TEKS YANG DIBERIKAN:
SERUAN Sekretaris Daerah (Sekda) Aceh pada apel Senin, 25 Agustus 2025, agar Aparatur Sipil Negara (ASN) mempercepat realisasi Anggaran Pendapatan dan Belanja Aceh (APBA) 2025, secara normatif memang wajar. Bukan sekadar instruksi teknis birokrasi, seruan itu juga sebuah pertaruhan besar; antara kepentingan politik, kewibawaan pemerintah, dan nasib rakyat Aceh.
Selama ini, APBA lebih banyak dialokasikan untuk belanja rutin. Data menunjukkan 70–80 persen anggaran habis untuk membiayai operasional birokrasi: gaji pegawai, perjalanan dinas, pengadaan barang dan jasa, serta honorarium tim-tim bentukan pemerintah. Artinya, ruang fiskal untuk belanja publik yang pro-rakyat sangat terbatas.
Dalam konteks APBA 2025 yang mencapai Rp 11,07 triliun, target realisasi 97,6 persen menjelang kuartal ketiga berpotensi memicu pola “ugal-ugalan” belanja oleh Satuan Kerja Perangkat Aceh (SKPA). Alih-alih tepat sasaran, percepatan serapan anggaran seringkali berujung pada pemborosan.

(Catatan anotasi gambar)

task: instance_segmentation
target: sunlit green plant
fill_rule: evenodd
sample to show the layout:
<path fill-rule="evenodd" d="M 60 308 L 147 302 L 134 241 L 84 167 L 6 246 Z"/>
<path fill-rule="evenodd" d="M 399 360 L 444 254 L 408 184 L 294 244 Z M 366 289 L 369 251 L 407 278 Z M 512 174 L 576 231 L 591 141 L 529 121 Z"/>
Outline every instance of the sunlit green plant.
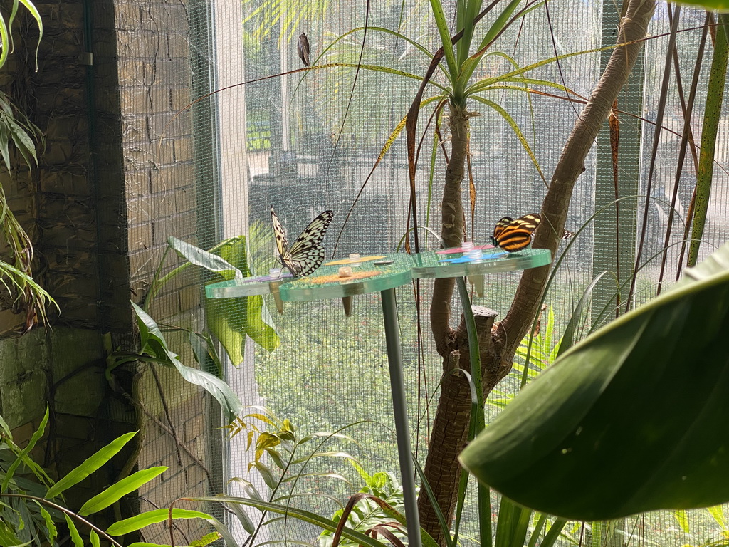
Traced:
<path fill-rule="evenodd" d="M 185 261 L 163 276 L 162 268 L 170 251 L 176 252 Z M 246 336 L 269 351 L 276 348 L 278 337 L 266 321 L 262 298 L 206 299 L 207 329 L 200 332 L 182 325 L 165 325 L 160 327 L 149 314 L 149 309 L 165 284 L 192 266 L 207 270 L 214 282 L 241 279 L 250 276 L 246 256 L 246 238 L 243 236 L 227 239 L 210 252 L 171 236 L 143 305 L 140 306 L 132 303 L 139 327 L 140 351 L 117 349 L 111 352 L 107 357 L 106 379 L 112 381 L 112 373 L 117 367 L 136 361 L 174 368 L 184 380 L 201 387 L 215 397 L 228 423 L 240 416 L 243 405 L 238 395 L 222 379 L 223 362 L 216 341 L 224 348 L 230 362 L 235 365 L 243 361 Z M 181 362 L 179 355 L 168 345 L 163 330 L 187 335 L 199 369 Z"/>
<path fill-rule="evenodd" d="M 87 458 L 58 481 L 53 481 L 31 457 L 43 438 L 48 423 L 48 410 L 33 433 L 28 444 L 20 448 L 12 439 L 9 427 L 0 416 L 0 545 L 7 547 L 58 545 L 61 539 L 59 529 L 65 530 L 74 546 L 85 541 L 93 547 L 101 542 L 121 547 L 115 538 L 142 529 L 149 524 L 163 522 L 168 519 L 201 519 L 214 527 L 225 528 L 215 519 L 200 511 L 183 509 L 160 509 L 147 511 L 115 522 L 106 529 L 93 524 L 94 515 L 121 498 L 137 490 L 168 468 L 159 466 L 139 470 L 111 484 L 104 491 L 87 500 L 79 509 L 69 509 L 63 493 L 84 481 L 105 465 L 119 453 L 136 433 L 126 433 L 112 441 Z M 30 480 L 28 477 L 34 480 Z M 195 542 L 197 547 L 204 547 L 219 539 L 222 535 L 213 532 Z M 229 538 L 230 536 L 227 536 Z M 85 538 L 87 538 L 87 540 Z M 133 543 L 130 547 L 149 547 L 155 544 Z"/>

SOAL:
Terjemahkan kalimat "Artinya, ruang fiskal untuk belanja publik yang pro-rakyat sangat terbatas." dari teks tentang APBA 2025 ke dalam bahasa Inggris. Baris-baris data tersebut tidak berkaitan dengan teks tentang APBA 2025.

PENYELESAIAN SOAL:
This means that the fiscal space for pro-people public spending is very limited.